** Start Record set **

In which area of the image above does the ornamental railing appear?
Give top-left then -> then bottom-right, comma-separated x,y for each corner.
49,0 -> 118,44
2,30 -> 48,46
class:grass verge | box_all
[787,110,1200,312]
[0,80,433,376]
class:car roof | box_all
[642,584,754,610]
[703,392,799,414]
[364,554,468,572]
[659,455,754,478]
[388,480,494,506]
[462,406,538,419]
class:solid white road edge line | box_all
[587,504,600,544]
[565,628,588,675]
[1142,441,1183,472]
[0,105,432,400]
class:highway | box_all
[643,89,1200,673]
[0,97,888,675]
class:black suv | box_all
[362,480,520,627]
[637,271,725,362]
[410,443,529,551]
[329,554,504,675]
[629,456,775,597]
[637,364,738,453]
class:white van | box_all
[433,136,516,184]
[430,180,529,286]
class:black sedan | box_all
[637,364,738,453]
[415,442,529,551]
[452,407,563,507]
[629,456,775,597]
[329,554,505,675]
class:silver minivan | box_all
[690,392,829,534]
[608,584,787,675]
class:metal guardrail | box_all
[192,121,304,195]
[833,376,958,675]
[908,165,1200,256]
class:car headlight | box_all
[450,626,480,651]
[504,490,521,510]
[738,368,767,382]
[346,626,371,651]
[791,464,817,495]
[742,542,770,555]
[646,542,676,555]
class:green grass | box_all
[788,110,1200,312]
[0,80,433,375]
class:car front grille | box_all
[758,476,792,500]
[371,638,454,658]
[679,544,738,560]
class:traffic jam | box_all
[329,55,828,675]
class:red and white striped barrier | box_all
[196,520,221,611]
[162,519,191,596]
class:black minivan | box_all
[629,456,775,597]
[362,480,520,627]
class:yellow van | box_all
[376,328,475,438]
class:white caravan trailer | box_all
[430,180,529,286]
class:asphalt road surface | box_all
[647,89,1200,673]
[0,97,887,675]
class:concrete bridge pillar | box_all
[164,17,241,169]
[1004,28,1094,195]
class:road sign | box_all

** End Record set **

▶ **What you are asked to do**:
Please rewrite the material above with every "minivan" changed to "people carrier", keeping everything else the same.

▶ **Written solution**:
In which area of the image above does the ornamental railing appear?
Give top-left then -> then bottom-right, comma-separated x,y for each corner.
49,0 -> 118,44
2,30 -> 48,46
class:grass verge | box_all
[787,110,1200,312]
[0,80,433,376]
class:car roof | box_all
[642,584,754,610]
[703,392,799,414]
[364,554,468,572]
[659,455,754,478]
[388,480,494,506]
[462,406,538,419]
class:solid white road edge line | box_all
[587,504,600,544]
[565,628,588,675]
[1142,441,1183,472]
[0,105,432,400]
class:highway | box_all
[643,89,1200,673]
[0,97,888,675]
class:black suv | box_all
[362,480,520,627]
[637,271,725,362]
[410,443,529,551]
[329,554,504,675]
[629,456,775,597]
[637,364,738,453]
class:white van | box_all
[433,136,516,184]
[430,180,529,286]
class:black sedan | box_all
[637,364,738,453]
[415,442,529,551]
[452,407,563,507]
[629,456,775,597]
[329,554,505,675]
class:silver people carrier | box_all
[690,392,829,534]
[608,584,787,675]
class:metal guardrail | box_all
[192,121,304,195]
[833,376,958,675]
[908,165,1200,256]
class:car headlight | box_all
[450,626,480,651]
[504,490,521,510]
[738,368,767,382]
[346,626,371,651]
[791,464,817,495]
[742,542,770,555]
[646,542,676,555]
class:green grass | box_all
[788,110,1200,312]
[0,80,433,375]
class:car front grille | box_all
[758,476,792,500]
[371,638,454,658]
[679,544,738,560]
class:traffic jam | box_all
[329,55,828,675]
class:red and white striped barrier | box_all
[196,520,221,611]
[162,519,191,596]
class:black people carrier | box_all
[629,456,775,597]
[362,480,520,627]
class:yellow van | box_all
[376,328,475,438]
class:white caravan trailer | box_all
[430,180,529,286]
class:asphalt road surface | box_all
[647,89,1200,673]
[0,97,887,675]
class:concrete bridge pillar | box_all
[164,17,241,169]
[1004,28,1094,195]
class:road sign | box_all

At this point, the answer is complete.